> Written task 1:
Answer these from the article on The Turk, one line each:
(a) In what year did The Turk checkmate Napoleon?
(b) Who created The Turk?
(c) Where was the machine lost to a fire?
> Written task 2:
Please decide whether each statement agrees with the article on The Turk. Answer yes or no, and quote the words that settle it.
(a) The Turk made its debut in 1770.
(b) Kempelen let people handle the automaton to learn how it worked.
(c) Benjamin Franklin defeated The Turk.
> Written task 3:
Carry the article on The Turk forward from its final sentence.

> Document:
************

Napoleon Bonaparte, said to be the greatest general of all time, must have mentally recoiled when he was forced to yield victory to The Turk in a high profile chess game.
The French General had already marched his victorious legions and cavalries across Europe, and had won over the hearts and minds of many nations. The conqueror was yet to experience the Russian defeat in 1812 and Battle of Waterloo against the Duke of Wellington in 1815. But now Bonaparte tasted bitter defeat against The Turk, perhaps a prelude of what was yet to come.
So, with his multitudinous battles won, intricate warfare tactics memorized to perfection and the world’s veneration as the greatest military strategist who ever lived, Commander Napoleon presumed he could outplay The Turk at a game of chess. Poised to win, he mentally strategized to his endgame, but it was The Turk who checkmated him and took the glory on that memorable day in 1809.
It may not have been so devastating to Napoleon’s ego that the general had forfeited a sure win to a chess grandmaster, but the superb military strategist had lost the game to an automaton—a mechanical machine!
The automaton known as The Turk, debuted in 1770; the brainchild of an Austrian inventor named Wolfgang von Kempelen. He designed and created the mechanical device on to impress the empress of Austria-Hungary, Maria Theresa, and her Royal Court. The automaton was in the form of pipe-smoking man, dressed in a robe and turban, seated behind a credenza on which sat a chessboard. Inside the credenza was a series of intricate clockwork gears, cogs, rods, magnets, pantographs and peg boards.
The Turk, as it became known, made brilliant chess moves against all challengers, including Bonaparte, and won nearly every game it played, leaving onlookers and challengers alike, awe-struck. While Kempelen declined to allow anyone to physically touch or examine the automaton to discover whatever secret might exist as to how it worked, he went to great lengths to “show” that the device was, indeed, a true automaton, acting “independently of outside manipulation.” He would open two front and two rear doors, first one side and then the other, exposing the inner workings of the device, and would illuminate those workings by holding a lighted candle behind them in order to prove that it was, in fact, a machine.
The Turk attracted attention throughout Europe and even in the new nation of the United States of America, as even Benjamin Franklin, a known chess devotee, reportedly played The Turk (and lost the game) in about 1783. The Turk, the mechanical automated chess player, continued to challenge world class chess masters and notable world figures, for over eight decades in salons and on stages of two continents, until the machine was lost to a fire in a dark corner of the Philadelphia Museum.*
A MODERN-DAY TURK
It would not be until over a century later when a Man vs Machine game would again gain attention. The Soviet grandmaster, Garry Kasparov, lost to a chess-playing machine in 1997.

************

> Dataset extract:
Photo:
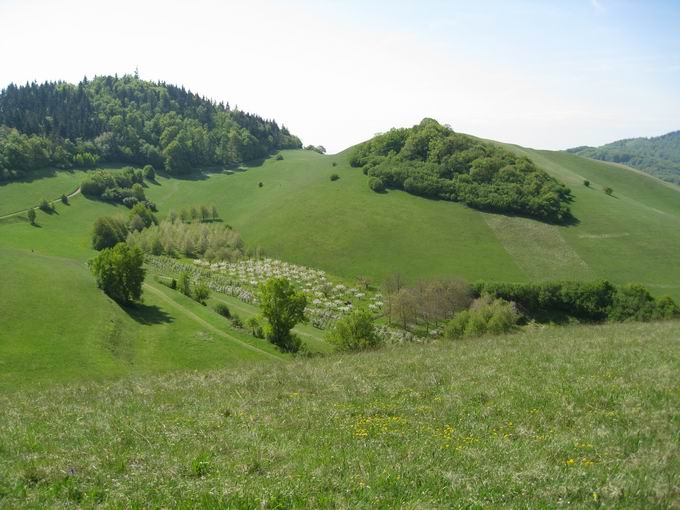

************

> Result 1:
(a) 1809
(b) Wolfgang von Kempelen, an Austrian inventor
(c) In a dark corner of the Philadelphia Museum

> Result 2:
(a) Yes: "The automaton known as The Turk, debuted in 1770"
(b) No: "Kempelen declined to allow anyone to physically touch or examine the automaton"
(c) No: "reportedly played The Turk (and lost the game)"

> Result 3:
IBM built a mainframe computer named “Deep Blue” that played a series of tournament games with grandmasters. When the world champion Kasparov eventually yielded defeat to Deep Blue, it was rumored that the moves may have been manipulated off-site by Bobby Fischer. It was not true.
CHESS HISTORY
Circa the 6th century AD, the board game ‘Chaturanga’ emerged in India. It is thought that the game of chess, that required moves on alphanumerical positions, with 64 squares of alternating tones, evolved therefrom. The revolutionary board game was perfected by Indian mathematicians, and a fable tells that one such man Sessa, challenged the mighty king.
When the ruler of the kingdom asked how he could repay the mathematician, he answered. “Lord, place one single grain of rice on the first square, and double the quantity of each square as you proceed to the final 64th square, continue to double the rice kernels as you go.” Fair enough, thought the king.
The king of the vast domain was no match for the shrewd mathematician, Sessa, who understood the incremental succession as each square doubled the amount of rice through exponential sequences. Halfway through the process of counting the grains of rice in the kingdom’s massive granary, the grain master realized there was no more rice.
By the time the 64th square of the chess board would have been virtually heaped with rice, it would have been two billion times as much as on the first square. If half the board of only 32 squares, half of the total 64, was completed by doubling the amount of rice on each of the squares, it would exceed today’s estimated annual global rice production.
The moral fable of the king’s rice granary tells of exponential progression problems with the use of a commodity, such as rice or wheat, and a chess board, and how the Indian mathematician, rich with the rice, became the new ruler of the entire kingdom.
The earliest game boards would have been red and black, and the chess pieces were carved of ivory; elephants, chariots, horsemen and foot soldiers. Chess would have been played as a game of military strategy in simulated battle, with intricate field maneuvers that may have foreseen disaster.
Some evidence points that the game may be thousands of years old. It is thought that small carved objects, found at Indus Valley archaeological sites in India, may be circa BC 2000. Silk Road Traders carried the chess game to Persia, Mongolia, Siberia, Byzantium Turkey, and Ethiopia; later Muslim invaders introduced it to Iberia.
The lead chess piece ‘Raja’ changed to ‘Shah’ in Persia, meaning king. In the Middle Ages the board pieces evolved to King, Queen, Bishop, Knight. The Knights Templar played chess, and every good knight was expected to know how to play. By the 13th century chess was played for money; the gambling lasting for days.
In the 17th century, Giochino Greco was the first professional chess player. He wrote the book on tactical traps, checkmating patterns, and is said to have perfected the endgame. When tournament games required time limits, the hourglass was used. In the 1980s, when a player contemplated one move for nearly three hours, games were timed with digital clocks.
In Marostica, a medieval town in Italy’s Veneto, a human chess game is played in September of every even-numbered year in the middle of the piazza. Human chess pieces, dressed in full medieval regalia, with caparisoned horses, move on the marble board in the town square as plays are called.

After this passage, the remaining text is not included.